═════ Records for processing ═════
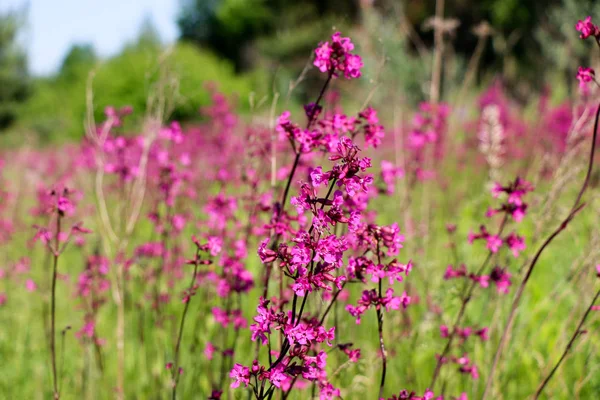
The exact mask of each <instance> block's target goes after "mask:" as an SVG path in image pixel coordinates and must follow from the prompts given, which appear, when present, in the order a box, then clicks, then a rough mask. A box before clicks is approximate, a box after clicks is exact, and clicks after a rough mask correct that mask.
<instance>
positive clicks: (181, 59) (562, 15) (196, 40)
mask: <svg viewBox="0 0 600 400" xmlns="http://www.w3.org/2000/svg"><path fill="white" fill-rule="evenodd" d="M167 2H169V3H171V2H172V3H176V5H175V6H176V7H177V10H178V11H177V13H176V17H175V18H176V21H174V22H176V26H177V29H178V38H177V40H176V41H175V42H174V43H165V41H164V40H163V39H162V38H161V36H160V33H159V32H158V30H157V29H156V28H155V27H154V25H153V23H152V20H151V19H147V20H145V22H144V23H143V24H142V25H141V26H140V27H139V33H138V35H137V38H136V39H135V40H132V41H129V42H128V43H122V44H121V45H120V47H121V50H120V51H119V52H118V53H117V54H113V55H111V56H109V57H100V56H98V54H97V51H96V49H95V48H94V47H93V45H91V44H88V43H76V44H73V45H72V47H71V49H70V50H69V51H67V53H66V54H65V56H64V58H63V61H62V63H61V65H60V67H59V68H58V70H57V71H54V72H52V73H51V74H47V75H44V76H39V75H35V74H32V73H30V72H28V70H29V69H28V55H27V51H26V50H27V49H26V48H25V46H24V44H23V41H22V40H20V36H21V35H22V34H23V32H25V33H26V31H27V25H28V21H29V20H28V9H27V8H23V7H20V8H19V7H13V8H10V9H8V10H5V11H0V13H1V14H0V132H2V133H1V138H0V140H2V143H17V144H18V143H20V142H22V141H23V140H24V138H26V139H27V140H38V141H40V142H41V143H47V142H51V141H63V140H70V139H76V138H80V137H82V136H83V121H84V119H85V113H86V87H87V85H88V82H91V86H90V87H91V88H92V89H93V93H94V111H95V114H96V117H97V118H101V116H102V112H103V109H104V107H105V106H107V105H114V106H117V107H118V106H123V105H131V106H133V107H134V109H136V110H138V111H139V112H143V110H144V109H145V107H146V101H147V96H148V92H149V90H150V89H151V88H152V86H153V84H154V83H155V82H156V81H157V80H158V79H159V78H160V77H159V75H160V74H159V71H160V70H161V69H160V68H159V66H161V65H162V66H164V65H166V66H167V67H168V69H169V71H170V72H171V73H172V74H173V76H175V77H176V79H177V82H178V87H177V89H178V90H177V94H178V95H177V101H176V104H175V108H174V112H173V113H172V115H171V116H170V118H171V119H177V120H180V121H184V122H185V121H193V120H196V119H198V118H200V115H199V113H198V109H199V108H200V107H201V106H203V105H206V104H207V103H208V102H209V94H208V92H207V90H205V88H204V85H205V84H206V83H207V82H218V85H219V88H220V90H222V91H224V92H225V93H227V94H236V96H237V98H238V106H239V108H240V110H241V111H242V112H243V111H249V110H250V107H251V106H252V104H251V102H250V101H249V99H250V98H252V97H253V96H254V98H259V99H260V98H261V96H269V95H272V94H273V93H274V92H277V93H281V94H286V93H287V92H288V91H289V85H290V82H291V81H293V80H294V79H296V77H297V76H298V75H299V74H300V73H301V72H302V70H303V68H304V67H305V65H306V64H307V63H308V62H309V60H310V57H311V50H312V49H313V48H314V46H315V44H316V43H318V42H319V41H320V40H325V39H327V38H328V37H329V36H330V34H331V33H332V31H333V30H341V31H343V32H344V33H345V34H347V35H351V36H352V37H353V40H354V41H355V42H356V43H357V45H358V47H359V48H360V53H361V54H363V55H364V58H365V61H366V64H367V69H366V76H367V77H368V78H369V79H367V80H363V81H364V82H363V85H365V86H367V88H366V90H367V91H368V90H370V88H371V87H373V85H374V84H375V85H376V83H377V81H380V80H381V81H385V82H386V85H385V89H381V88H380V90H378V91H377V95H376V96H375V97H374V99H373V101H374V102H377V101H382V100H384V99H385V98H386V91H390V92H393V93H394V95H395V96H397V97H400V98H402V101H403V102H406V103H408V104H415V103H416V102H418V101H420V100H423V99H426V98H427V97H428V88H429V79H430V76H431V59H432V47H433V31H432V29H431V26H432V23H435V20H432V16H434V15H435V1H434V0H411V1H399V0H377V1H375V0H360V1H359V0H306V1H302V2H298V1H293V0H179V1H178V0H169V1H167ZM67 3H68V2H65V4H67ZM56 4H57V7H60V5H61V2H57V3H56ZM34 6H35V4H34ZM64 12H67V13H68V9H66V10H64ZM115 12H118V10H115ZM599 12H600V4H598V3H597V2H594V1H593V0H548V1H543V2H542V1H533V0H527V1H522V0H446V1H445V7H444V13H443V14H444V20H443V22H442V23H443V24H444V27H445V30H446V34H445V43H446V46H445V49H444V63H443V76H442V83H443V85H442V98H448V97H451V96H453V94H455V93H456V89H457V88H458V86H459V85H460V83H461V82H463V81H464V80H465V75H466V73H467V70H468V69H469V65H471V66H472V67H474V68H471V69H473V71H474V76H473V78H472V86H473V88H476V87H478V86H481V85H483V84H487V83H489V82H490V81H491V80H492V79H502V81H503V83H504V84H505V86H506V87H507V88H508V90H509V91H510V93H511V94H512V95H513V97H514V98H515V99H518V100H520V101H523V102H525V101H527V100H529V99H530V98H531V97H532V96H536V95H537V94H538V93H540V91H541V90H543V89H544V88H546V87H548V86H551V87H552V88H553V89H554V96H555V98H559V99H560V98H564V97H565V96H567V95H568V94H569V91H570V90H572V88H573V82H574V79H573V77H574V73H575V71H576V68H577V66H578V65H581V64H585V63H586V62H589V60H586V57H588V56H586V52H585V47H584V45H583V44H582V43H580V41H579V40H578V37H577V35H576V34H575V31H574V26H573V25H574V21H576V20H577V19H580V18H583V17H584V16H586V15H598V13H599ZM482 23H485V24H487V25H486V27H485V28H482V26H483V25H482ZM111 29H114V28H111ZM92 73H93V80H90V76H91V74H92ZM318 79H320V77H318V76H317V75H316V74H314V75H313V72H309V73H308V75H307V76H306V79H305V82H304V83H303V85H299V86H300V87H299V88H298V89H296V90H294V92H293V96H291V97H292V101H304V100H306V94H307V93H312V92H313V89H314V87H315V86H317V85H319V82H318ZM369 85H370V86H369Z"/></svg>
═════
═════ Records for processing ═════
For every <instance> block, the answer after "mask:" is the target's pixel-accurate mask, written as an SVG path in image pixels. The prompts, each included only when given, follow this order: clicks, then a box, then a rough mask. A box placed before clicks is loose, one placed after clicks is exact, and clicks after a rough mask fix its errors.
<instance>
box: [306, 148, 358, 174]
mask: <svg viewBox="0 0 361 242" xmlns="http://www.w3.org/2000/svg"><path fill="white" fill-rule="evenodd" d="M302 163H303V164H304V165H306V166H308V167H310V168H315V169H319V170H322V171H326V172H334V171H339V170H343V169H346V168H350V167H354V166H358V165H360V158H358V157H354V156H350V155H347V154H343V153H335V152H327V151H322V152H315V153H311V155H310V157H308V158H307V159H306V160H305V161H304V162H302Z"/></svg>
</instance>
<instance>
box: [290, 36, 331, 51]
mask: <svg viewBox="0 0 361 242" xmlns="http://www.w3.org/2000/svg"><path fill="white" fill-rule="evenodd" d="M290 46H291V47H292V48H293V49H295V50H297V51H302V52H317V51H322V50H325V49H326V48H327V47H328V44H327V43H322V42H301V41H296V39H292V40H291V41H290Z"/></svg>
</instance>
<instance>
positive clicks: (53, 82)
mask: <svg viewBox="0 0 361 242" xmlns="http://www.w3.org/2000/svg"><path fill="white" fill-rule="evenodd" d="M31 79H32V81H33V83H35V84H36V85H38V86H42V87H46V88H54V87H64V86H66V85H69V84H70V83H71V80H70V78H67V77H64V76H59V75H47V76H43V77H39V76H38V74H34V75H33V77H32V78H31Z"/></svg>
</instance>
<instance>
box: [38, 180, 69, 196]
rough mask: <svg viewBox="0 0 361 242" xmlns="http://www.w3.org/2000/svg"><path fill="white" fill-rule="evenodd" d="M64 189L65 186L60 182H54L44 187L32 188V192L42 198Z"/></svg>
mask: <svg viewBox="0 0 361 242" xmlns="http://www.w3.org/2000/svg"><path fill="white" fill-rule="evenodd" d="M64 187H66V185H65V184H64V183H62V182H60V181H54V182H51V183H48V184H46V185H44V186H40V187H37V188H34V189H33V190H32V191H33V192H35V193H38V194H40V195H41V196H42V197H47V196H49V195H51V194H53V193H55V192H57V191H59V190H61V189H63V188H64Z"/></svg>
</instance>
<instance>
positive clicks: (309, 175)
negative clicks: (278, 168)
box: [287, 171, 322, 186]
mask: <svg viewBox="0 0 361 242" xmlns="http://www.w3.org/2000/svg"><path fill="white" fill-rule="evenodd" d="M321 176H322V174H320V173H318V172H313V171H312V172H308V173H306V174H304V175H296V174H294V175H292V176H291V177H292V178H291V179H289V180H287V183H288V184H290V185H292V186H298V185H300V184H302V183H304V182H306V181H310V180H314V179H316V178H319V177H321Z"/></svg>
═════
[Exercise description]: The word to find is "after". Copy every line of the records that holds it.

[Response]:
The exact mask of each <instance> block's target goes after "mask:" as an SVG path in image pixel coordinates and must follow from the prompts given, which appear, when present, in the order a box, then clicks, then a rough mask. A box before clicks is approximate, a box after clicks is exact, and clicks after a rough mask correct that mask.
For every <instance> block, the answer after "mask:" is the target's pixel-accurate mask, written as an SVG path in image pixels. The prompts, each included only when given, follow this order: clicks, then a box, then a rough mask. A box placed before clicks is loose, one placed after clicks is exact, and clicks after a rough mask fix its errors.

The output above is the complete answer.